Problem to solve - Nothing in the data may be altered; copy it all exactly.

Records from a data source -
=== Section Start ===
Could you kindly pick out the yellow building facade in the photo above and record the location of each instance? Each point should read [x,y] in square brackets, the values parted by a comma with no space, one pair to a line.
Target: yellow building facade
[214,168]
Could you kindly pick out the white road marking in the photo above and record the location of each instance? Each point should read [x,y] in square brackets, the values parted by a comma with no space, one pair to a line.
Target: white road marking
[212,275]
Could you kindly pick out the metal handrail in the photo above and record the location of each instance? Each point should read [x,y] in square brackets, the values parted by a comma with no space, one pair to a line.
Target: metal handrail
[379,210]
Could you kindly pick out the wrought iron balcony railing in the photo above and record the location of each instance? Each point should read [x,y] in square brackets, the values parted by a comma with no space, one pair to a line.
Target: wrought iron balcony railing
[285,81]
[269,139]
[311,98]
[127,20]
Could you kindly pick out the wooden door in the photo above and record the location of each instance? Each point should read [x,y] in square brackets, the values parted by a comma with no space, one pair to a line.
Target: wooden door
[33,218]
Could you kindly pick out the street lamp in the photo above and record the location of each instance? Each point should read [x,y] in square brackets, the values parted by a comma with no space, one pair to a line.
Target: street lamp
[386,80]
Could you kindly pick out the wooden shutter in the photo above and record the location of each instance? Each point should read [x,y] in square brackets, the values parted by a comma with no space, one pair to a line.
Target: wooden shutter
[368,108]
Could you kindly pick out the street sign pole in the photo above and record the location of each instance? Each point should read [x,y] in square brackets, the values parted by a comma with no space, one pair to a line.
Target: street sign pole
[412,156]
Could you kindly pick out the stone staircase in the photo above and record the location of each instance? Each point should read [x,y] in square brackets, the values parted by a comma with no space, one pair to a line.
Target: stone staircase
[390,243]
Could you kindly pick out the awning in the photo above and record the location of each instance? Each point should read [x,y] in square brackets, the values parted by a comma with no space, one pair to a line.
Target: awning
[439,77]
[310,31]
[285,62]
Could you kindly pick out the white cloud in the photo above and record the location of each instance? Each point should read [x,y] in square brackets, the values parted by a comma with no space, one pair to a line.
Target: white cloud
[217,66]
=== Section End ===
Written solution -
Could you kindly pick out the yellow building facade in the photo above and record the location of each instance? Each point should read [x,y] in square brackets, the values parted by a comma with no space, one pair to a line.
Target: yellow building facade
[214,168]
Could you kindly pick out the white road marking in the photo above and record the location of each instance? Each point should read [x,y] in square brackets, the values parted by a comma with no space, one pair to a line.
Target: white road marking
[212,275]
Could you kindly pick out the metal handrail in the photo above and record the location of each instance? Each point should read [x,y] in square brackets, the values parted by a comma with no space, one pair to a line.
Target: metal handrail
[379,210]
Could you kindly pick out the wrought iron balcony railing in the photo above and record the location of each instance? Each point should read [x,y] in square brackets, the values parted by a comma with no space, one pair to a line.
Target: wrought iron balcony railing
[285,81]
[269,139]
[311,98]
[127,20]
Could you kindly pick out the wooden door in the photo above and record the location of each instance? Each point should read [x,y] in square brackets, the values parted by a comma with no space, one pair to a line.
Target: wooden door
[33,218]
Could you kindly pick out the street lamp in the photo above and record the location of each instance? Each point should read [x,y] in square brackets, the values parted by a comma with no space, one pair to a line.
Target: street lamp
[386,80]
Could you kindly pick out the wooden shutter in the photo above and record the location of each instance? Each point should read [x,y] in square brackets, the values parted by a comma with no space, one pair to a line.
Target: wooden shutter
[368,108]
Could you kindly pick out the street sign pole in the photo above and record the location of each instance? Each point should read [x,y] in square brackets, the values parted by a comma with no space, one pair to a line.
Target: street sign pole
[412,156]
Could you kindly pick out the stone staircase in the photo above and record the location of each instance? Each point should read [x,y] in square brackets, the values parted by a comma with no space, one pair to a line.
Target: stone staircase
[390,243]
Could you kindly pick out the awning in the photo above and record the location of each instance? Each point should read [x,y] in square brackets, the values parted by a comma with no space, one pair to a line.
Target: awning
[439,77]
[310,31]
[285,62]
Could you kindly pick out the white cloud in the photo above and record the location of each instance? Each point should read [x,y] in square brackets, the values parted by a comma with no space, one pair to a line.
Target: white cloud
[217,66]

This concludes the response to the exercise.